● **TASK TO COMPLETE**
The required output is the line that contains "Task: Where can the concrete" plus every line after it in the listing below, copied exactly as it appears.

● **Coordinate labeling data**
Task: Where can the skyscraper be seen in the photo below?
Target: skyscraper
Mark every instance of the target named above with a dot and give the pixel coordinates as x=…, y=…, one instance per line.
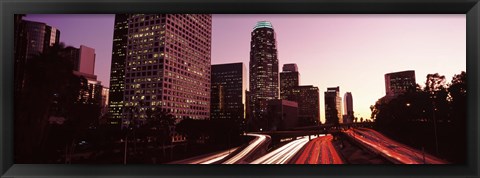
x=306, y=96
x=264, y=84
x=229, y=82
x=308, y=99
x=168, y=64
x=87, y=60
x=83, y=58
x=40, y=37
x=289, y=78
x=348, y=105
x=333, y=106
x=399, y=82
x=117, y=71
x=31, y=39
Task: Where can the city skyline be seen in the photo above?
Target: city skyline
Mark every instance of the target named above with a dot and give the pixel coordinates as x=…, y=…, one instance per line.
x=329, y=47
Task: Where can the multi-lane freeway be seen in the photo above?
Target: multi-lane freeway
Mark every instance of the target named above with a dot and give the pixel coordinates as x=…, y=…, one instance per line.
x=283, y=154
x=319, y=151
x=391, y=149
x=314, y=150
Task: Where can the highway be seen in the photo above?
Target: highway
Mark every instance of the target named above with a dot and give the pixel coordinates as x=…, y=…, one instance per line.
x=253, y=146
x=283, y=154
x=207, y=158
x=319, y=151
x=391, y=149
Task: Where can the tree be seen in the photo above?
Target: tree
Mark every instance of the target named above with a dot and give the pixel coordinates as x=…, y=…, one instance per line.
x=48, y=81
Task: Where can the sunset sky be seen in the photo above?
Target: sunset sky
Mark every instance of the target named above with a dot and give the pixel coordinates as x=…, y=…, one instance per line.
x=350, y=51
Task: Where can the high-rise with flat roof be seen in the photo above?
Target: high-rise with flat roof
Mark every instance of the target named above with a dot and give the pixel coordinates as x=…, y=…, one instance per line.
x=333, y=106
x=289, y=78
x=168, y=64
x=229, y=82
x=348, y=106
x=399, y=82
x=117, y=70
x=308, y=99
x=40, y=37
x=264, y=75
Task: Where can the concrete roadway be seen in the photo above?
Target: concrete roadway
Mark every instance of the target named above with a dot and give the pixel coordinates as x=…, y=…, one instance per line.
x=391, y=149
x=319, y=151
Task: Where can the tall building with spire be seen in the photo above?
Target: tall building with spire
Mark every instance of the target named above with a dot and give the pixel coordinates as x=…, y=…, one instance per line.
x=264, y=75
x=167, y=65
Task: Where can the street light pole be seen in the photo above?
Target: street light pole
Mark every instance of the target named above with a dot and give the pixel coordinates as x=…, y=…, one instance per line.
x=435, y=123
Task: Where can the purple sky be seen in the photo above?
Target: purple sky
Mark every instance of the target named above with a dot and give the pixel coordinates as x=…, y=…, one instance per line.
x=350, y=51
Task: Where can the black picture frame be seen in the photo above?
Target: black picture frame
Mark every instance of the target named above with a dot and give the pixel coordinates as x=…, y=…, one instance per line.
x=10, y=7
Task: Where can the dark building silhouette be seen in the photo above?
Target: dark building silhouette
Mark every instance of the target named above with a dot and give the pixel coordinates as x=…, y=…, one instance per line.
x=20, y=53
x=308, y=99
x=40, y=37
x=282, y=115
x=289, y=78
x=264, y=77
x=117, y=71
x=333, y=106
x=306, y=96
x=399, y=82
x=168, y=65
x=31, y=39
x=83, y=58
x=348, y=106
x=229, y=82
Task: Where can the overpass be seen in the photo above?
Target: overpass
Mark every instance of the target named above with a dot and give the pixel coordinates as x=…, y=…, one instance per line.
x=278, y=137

● **RESPONSE**
Task: Where can the concrete roadway be seen in the photo above?
Target: concrete roadway
Mark every instance of the target named above with a dot and give the pixel coordinates as x=…, y=…, one instance per line.
x=391, y=149
x=319, y=151
Task: Where can the tall building with spire be seen in the photo above?
Target: tall building with spire
Mark every instance of the target named above with a dot and give the pixel coordinates as x=…, y=…, one instance per line.
x=264, y=75
x=167, y=65
Task: Where can the street light pole be seen in the photo above?
Target: street light pole
Mark every instance of the target named above with a dot and give the pixel coordinates as x=…, y=…, one instance per line.
x=435, y=123
Task: Where can the purple sky be seen in the photo above?
Target: purple sky
Mark every instance of the target named above with a dot and give the pixel coordinates as x=…, y=…, one instance per line.
x=350, y=51
Task: Where can the black picture frame be seen in the photo above?
Target: black picture frame
Mark every instance of the target named above with a dot and give the pixel coordinates as x=…, y=…, one instance per line.
x=10, y=7
Task: Where can the dark building silhouette be seen in the photo above?
Target: dark building silhouette
Mark every instance of the target named above with a dot and give the pixel coordinates as x=…, y=…, one instance per line.
x=20, y=53
x=308, y=99
x=40, y=37
x=282, y=115
x=289, y=78
x=264, y=77
x=117, y=71
x=333, y=106
x=306, y=96
x=399, y=82
x=168, y=65
x=31, y=39
x=83, y=58
x=348, y=106
x=229, y=82
Task: Where can the overpass be seen in the photo above?
Target: overpass
Mark every instance of the target named above with a dot and give the pixel coordinates as x=…, y=…, one instance per line.
x=278, y=137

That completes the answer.